Exercise prompt:
Format the records below as a two-column CSV with the columns text and answer, one row per record, covering everything from the line containing "Confirm that each instance of the dark" down to the end of the records. Quote each field and replace its line breaks with spaces.

--- start Material supplied ---

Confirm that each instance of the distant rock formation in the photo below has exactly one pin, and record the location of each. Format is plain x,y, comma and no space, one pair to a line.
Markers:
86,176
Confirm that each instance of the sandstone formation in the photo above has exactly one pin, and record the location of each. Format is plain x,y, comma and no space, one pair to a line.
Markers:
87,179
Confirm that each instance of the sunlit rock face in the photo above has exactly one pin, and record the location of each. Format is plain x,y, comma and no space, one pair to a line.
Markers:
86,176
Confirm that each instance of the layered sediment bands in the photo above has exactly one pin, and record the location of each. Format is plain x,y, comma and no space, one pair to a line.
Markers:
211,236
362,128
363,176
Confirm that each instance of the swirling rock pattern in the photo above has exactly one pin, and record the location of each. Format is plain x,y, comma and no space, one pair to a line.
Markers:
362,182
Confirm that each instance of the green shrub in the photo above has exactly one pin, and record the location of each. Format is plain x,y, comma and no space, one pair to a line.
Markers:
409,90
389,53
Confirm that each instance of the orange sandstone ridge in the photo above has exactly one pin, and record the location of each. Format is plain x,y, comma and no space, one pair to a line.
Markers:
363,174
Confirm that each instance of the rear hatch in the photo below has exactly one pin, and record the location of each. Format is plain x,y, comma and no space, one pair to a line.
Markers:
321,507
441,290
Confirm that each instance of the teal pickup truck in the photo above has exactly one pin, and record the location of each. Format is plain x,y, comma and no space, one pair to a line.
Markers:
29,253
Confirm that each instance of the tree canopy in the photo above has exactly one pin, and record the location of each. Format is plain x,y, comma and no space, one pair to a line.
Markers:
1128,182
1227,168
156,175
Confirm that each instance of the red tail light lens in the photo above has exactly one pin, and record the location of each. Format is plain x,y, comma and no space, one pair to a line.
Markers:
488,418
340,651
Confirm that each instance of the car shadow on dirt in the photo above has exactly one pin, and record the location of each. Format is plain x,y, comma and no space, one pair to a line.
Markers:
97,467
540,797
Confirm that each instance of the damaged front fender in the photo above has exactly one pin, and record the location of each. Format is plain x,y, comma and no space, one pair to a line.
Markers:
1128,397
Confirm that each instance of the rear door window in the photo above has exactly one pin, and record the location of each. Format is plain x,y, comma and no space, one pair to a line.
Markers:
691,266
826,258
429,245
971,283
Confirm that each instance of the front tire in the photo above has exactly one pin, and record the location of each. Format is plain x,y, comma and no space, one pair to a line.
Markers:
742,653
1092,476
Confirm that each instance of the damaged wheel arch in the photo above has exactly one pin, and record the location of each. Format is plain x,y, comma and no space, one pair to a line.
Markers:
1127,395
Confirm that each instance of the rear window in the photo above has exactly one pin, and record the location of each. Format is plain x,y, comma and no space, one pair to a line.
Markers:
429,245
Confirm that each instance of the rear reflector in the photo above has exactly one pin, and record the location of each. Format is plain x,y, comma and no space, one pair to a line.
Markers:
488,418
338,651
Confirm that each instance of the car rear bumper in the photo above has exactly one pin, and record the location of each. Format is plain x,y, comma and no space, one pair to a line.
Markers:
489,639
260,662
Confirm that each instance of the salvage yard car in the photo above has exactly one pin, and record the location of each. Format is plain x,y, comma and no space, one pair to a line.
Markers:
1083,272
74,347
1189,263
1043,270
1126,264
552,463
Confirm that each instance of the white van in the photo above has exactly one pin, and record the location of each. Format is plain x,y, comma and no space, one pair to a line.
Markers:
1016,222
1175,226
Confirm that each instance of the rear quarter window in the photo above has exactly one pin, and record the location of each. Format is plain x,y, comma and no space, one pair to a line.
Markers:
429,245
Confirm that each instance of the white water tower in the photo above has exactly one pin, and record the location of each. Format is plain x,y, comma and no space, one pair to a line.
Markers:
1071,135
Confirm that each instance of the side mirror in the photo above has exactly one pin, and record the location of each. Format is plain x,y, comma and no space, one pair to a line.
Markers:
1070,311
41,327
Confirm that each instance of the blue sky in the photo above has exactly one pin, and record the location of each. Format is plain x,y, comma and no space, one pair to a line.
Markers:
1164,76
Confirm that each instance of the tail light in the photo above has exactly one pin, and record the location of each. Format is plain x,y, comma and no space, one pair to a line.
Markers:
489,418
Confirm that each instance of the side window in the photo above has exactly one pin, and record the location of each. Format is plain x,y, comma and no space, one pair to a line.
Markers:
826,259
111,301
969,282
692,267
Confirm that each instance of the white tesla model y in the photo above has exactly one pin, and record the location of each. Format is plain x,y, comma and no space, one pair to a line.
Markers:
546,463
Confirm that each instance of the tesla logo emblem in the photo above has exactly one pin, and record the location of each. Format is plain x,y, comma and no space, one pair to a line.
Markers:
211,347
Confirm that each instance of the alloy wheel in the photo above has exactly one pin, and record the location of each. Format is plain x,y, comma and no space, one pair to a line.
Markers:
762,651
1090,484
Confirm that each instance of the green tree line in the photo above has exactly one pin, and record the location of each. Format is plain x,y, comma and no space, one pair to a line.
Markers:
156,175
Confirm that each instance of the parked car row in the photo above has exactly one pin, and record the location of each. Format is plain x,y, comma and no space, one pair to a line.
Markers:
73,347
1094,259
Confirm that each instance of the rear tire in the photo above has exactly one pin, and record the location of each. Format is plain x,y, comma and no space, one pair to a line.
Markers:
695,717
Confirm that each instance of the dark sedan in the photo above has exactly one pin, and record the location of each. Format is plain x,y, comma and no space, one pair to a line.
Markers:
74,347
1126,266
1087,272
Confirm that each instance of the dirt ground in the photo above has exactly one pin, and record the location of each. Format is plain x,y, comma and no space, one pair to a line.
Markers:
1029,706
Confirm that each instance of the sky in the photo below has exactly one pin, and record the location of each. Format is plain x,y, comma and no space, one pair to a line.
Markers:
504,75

--- end Material supplied ---

Output of the task:
text,answer
"Confirm that each instance of the dark sedan in the photo above has exactly one pin, and record the location of each. Format is plain x,y, comma and no space, one pair to a line. Markers:","74,347 1126,266 1087,272"
"Confirm that each instance of the dirt ground in the photo above has exactly one pin, and record the location of each. Format is plain x,y, comma and no space, one pair to a line. Markers:","1029,706"
"Confirm that each instance of the sky in the photo below has exactly one pin, and record the location of each. Format is plain x,y, comma and no space, one pair to a line. Markers:","504,75"